[Supplied information Boundary: Start]

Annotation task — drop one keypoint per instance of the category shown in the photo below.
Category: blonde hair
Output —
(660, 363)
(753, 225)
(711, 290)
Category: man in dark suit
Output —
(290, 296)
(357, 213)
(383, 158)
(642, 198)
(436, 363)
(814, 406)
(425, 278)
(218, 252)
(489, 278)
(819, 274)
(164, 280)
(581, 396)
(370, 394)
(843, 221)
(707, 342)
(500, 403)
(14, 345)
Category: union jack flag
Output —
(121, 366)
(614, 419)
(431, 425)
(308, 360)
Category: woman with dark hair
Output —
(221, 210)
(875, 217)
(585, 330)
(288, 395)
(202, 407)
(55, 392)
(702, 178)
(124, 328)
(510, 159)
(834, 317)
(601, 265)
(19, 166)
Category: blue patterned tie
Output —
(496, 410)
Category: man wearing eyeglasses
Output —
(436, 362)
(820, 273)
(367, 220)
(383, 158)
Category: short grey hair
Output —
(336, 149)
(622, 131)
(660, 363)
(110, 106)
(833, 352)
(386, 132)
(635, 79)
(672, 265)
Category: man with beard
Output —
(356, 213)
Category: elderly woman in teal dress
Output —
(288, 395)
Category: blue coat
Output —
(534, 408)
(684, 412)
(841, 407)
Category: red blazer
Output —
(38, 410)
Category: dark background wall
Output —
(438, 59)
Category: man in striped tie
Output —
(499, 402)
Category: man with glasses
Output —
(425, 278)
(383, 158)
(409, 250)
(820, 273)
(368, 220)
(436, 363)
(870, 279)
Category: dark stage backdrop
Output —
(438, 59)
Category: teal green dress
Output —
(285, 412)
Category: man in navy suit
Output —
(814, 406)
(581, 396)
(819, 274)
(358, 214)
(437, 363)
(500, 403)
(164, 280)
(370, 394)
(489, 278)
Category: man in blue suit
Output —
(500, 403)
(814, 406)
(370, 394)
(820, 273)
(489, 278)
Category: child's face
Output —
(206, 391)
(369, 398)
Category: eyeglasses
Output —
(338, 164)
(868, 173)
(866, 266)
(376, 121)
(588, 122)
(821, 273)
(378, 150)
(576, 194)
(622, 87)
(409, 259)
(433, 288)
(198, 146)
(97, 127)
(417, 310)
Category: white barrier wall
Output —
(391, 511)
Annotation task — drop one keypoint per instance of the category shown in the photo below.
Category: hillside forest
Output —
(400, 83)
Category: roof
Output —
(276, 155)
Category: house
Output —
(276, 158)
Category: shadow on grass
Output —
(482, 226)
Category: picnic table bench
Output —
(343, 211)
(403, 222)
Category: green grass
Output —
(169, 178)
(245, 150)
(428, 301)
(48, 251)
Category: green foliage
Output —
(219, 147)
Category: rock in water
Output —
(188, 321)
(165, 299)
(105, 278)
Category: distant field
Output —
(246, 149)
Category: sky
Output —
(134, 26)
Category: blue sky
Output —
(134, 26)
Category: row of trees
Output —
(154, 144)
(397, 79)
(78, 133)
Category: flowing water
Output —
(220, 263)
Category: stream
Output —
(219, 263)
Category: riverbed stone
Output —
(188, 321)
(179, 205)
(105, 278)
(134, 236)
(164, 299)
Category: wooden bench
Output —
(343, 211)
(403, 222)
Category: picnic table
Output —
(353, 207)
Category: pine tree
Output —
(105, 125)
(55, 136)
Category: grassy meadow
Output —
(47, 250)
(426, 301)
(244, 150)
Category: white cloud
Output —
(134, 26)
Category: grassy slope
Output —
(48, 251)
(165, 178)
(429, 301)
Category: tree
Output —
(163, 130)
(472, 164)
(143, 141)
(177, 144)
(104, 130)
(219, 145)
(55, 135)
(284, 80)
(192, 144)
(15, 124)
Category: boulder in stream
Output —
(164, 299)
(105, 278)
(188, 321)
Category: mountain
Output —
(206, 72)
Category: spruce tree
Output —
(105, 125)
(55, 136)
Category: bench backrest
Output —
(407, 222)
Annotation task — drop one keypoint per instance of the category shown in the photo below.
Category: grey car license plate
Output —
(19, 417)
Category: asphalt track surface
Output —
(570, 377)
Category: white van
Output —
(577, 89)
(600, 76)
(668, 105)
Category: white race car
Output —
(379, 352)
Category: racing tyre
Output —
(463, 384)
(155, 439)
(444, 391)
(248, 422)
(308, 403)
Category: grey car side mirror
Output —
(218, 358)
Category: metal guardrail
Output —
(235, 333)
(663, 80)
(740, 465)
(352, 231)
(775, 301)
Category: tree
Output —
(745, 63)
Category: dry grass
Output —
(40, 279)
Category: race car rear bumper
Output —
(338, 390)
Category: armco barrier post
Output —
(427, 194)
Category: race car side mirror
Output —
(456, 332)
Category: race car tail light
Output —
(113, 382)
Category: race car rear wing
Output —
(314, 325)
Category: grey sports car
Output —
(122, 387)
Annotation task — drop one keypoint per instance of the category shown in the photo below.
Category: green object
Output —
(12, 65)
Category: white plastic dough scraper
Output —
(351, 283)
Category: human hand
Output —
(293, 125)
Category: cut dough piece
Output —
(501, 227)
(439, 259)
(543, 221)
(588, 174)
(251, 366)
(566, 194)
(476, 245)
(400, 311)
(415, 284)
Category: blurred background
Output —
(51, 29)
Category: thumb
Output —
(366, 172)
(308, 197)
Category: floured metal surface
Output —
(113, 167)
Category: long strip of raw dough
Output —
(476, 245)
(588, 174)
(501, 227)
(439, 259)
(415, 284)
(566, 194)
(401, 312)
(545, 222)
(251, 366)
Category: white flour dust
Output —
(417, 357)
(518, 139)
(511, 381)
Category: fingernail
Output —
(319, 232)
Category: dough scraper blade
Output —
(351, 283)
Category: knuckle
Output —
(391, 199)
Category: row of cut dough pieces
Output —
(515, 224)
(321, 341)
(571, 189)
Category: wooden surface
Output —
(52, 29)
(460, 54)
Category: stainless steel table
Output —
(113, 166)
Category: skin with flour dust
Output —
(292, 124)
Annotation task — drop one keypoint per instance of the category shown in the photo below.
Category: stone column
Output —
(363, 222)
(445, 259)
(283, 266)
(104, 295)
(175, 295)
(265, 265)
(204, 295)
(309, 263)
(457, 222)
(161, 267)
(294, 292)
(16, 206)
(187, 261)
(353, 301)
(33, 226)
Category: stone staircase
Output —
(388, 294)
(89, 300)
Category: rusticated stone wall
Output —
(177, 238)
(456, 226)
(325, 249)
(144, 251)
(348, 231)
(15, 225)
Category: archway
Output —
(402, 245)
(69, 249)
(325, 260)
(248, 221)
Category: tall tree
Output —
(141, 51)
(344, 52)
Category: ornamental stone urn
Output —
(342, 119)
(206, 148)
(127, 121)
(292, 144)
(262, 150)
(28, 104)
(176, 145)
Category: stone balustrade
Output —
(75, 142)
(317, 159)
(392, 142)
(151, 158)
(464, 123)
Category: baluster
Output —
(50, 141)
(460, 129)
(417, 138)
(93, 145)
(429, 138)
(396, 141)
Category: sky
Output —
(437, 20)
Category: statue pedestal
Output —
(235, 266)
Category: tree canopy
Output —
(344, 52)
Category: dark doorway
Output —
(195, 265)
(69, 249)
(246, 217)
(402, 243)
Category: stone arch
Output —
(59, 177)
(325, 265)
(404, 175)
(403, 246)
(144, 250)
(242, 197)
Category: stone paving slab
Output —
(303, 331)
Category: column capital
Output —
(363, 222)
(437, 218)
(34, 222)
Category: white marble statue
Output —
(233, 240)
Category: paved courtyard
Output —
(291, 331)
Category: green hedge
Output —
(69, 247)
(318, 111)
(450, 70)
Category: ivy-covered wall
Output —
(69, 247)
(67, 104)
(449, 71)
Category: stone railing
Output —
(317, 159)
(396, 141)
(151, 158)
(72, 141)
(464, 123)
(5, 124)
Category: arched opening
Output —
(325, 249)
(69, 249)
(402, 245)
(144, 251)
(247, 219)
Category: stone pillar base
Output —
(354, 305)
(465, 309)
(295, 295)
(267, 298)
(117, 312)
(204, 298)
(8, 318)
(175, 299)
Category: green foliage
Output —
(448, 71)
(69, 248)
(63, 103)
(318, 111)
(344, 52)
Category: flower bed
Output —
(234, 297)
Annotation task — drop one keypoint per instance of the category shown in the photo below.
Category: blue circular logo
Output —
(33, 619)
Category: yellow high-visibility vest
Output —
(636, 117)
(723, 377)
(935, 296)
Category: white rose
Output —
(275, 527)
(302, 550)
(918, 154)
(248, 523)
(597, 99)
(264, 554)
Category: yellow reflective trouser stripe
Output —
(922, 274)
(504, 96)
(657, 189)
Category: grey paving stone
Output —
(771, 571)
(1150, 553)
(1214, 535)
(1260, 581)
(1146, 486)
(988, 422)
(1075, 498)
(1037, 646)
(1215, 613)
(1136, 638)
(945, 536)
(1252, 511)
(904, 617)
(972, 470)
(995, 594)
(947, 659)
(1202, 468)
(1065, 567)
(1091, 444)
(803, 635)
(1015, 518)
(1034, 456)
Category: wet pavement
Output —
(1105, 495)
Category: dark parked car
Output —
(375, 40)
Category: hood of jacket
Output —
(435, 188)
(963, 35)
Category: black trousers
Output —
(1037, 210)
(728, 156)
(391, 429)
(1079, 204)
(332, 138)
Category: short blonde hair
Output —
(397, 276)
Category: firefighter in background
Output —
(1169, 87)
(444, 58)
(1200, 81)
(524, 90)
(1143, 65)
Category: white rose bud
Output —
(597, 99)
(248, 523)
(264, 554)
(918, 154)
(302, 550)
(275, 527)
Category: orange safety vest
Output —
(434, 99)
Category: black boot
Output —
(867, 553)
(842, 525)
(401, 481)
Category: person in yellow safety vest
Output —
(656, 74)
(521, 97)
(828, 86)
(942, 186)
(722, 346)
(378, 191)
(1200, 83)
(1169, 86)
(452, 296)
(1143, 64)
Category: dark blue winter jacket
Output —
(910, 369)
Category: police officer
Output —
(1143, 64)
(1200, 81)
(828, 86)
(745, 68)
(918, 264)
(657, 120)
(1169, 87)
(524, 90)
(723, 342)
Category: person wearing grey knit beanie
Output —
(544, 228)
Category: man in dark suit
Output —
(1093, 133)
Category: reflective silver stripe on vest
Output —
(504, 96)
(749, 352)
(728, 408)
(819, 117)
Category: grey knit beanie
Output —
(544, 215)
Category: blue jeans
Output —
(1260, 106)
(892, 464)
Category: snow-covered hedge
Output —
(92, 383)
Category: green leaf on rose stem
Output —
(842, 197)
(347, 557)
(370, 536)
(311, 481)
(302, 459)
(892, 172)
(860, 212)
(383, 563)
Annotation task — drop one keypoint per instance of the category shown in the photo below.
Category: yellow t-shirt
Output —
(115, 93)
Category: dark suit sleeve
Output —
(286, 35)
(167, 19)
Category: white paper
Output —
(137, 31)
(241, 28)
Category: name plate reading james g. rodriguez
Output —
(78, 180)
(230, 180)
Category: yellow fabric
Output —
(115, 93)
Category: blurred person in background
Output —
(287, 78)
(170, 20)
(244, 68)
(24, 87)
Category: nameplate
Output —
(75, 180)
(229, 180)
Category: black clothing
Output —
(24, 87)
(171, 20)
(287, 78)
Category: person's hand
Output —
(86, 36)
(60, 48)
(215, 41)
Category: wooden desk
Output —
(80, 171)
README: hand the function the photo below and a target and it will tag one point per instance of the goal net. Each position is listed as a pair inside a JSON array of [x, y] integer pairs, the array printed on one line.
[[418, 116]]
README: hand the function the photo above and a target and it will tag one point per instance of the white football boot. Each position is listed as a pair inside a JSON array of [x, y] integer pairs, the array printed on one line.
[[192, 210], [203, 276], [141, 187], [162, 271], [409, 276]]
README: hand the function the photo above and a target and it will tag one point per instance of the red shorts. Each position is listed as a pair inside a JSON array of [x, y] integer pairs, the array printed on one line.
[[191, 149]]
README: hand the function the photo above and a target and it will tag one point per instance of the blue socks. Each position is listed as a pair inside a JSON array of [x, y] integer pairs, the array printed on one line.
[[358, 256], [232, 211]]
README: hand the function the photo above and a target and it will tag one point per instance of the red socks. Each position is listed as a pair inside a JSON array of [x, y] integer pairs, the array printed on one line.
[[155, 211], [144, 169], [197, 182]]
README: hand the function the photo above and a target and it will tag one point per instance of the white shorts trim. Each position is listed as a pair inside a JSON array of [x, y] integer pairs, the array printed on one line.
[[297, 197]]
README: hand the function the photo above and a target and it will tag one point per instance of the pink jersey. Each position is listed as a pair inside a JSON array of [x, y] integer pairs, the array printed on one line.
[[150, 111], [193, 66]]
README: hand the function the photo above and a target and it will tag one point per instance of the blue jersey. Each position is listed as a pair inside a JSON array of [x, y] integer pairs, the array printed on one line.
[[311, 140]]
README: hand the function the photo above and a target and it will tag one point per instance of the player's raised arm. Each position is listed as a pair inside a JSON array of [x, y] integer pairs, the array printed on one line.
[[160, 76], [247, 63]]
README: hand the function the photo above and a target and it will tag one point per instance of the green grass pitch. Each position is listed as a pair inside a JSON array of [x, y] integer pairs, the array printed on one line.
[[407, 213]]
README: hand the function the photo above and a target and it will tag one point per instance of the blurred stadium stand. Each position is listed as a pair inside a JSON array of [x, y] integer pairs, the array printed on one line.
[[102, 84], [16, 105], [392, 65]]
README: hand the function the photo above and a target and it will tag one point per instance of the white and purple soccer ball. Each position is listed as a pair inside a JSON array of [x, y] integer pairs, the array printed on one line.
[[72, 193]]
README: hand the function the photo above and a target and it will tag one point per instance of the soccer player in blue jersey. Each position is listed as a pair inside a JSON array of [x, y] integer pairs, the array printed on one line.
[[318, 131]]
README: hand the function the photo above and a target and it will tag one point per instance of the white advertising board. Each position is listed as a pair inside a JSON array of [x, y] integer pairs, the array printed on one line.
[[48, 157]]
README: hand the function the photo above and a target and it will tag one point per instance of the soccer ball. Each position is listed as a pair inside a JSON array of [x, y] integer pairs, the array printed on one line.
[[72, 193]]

[Supplied information Boundary: End]

What you are asked to do:
Reproduce each line of the data containing the word "water".

Exercise response:
Category: rock in water
Category: flowing water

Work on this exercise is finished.